WHAT NEEDS TO BE DONE
Identify all lines below that hold "gets" and collect them.

*** DATA PROVIDED Section Begins ***

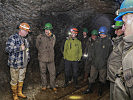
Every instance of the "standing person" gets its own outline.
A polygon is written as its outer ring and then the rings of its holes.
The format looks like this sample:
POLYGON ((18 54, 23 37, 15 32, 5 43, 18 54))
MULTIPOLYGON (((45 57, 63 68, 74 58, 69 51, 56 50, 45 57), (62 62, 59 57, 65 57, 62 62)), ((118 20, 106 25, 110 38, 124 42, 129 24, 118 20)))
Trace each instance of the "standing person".
POLYGON ((123 41, 122 21, 116 21, 112 27, 115 29, 116 38, 113 39, 113 51, 108 59, 107 79, 110 81, 110 100, 113 100, 114 83, 118 69, 122 66, 122 50, 119 50, 123 41))
POLYGON ((88 29, 87 28, 83 28, 83 33, 82 34, 83 34, 83 37, 81 39, 81 43, 82 43, 82 53, 84 54, 85 48, 86 48, 86 42, 88 40, 88 36, 87 36, 88 29))
POLYGON ((88 76, 90 76, 93 46, 94 46, 94 42, 97 40, 97 37, 98 37, 98 32, 97 32, 97 30, 94 29, 91 31, 91 37, 88 38, 88 40, 86 42, 86 48, 85 48, 85 52, 83 54, 83 57, 86 58, 85 68, 84 68, 84 72, 85 72, 84 82, 86 82, 88 80, 88 76))
POLYGON ((133 0, 124 0, 121 4, 115 21, 122 20, 122 67, 115 80, 113 100, 133 100, 133 0))
POLYGON ((21 23, 19 31, 11 35, 6 42, 6 52, 9 53, 8 65, 10 67, 13 100, 19 100, 18 96, 26 98, 22 93, 22 88, 30 58, 29 42, 26 39, 29 31, 30 26, 27 23, 21 23))
POLYGON ((103 92, 104 84, 106 83, 106 73, 107 73, 107 60, 112 50, 112 43, 107 36, 107 28, 102 26, 99 28, 100 38, 94 44, 93 50, 93 61, 90 70, 89 87, 84 92, 84 94, 91 93, 93 83, 99 74, 99 90, 98 95, 101 96, 103 92))
MULTIPOLYGON (((82 33, 82 38, 81 38, 81 44, 82 44, 82 54, 85 54, 85 49, 86 49, 86 42, 88 40, 88 29, 87 28, 83 28, 83 33, 82 33)), ((82 55, 81 58, 81 63, 79 64, 79 75, 83 77, 84 79, 84 75, 85 75, 85 63, 86 63, 86 57, 84 57, 84 55, 82 55)))
POLYGON ((78 34, 77 28, 70 30, 71 35, 66 40, 64 45, 64 59, 65 59, 65 84, 64 87, 68 86, 68 82, 71 80, 71 71, 73 72, 73 80, 75 88, 78 86, 78 62, 82 56, 81 42, 76 38, 78 34))
POLYGON ((51 23, 46 23, 44 27, 45 31, 37 36, 36 47, 38 50, 38 60, 40 64, 40 72, 42 79, 42 90, 47 89, 47 68, 50 74, 50 86, 54 91, 57 91, 55 87, 55 64, 54 64, 54 45, 55 35, 51 32, 53 29, 51 23))

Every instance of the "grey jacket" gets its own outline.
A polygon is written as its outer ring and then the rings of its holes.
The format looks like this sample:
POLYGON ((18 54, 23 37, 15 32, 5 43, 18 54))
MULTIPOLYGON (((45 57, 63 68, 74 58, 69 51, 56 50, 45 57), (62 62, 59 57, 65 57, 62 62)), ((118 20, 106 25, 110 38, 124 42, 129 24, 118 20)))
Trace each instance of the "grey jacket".
MULTIPOLYGON (((97 40, 97 39, 96 39, 97 40)), ((92 61, 94 55, 93 55, 93 51, 94 51, 94 44, 96 42, 96 40, 92 40, 92 38, 88 38, 87 42, 86 42, 86 48, 85 48, 85 54, 88 54, 87 57, 87 61, 92 61)))
POLYGON ((123 76, 127 87, 133 87, 133 35, 123 38, 123 76))
POLYGON ((123 47, 123 36, 116 37, 113 39, 113 51, 111 52, 108 64, 107 64, 107 79, 111 82, 115 82, 116 74, 122 67, 122 47, 123 47))
POLYGON ((54 61, 54 45, 55 36, 48 37, 45 34, 40 34, 36 39, 36 47, 38 49, 38 60, 41 62, 54 61))

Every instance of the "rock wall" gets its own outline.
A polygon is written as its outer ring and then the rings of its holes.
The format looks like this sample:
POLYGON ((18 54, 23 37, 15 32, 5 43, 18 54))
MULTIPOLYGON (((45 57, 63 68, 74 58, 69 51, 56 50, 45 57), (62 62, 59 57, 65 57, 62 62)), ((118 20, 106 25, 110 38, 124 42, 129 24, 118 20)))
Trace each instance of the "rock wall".
POLYGON ((74 26, 78 27, 81 33, 83 27, 91 31, 101 25, 110 30, 117 7, 113 0, 0 0, 0 90, 9 88, 10 81, 5 43, 8 37, 16 32, 20 22, 28 22, 32 30, 28 37, 31 61, 25 80, 25 84, 32 84, 40 80, 34 44, 36 36, 42 33, 46 22, 53 24, 53 33, 57 38, 55 62, 58 69, 62 58, 61 42, 67 36, 68 30, 74 26))

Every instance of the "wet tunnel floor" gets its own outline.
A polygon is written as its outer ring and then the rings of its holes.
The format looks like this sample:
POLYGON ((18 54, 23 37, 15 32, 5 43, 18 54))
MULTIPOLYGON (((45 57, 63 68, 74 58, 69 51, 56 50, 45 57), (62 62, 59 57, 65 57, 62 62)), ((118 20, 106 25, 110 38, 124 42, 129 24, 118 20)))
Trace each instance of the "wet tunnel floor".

*** DATA PROVIDED Section Ends ***

ANSWER TO THE EXERCISE
Every instance of the "standing person" gets its own outline.
Every instance of the "grey jacket" gets its own outline.
Every instance of the "rock wall" gets its own outline.
Every instance of the "wet tunnel floor" gets its own outline.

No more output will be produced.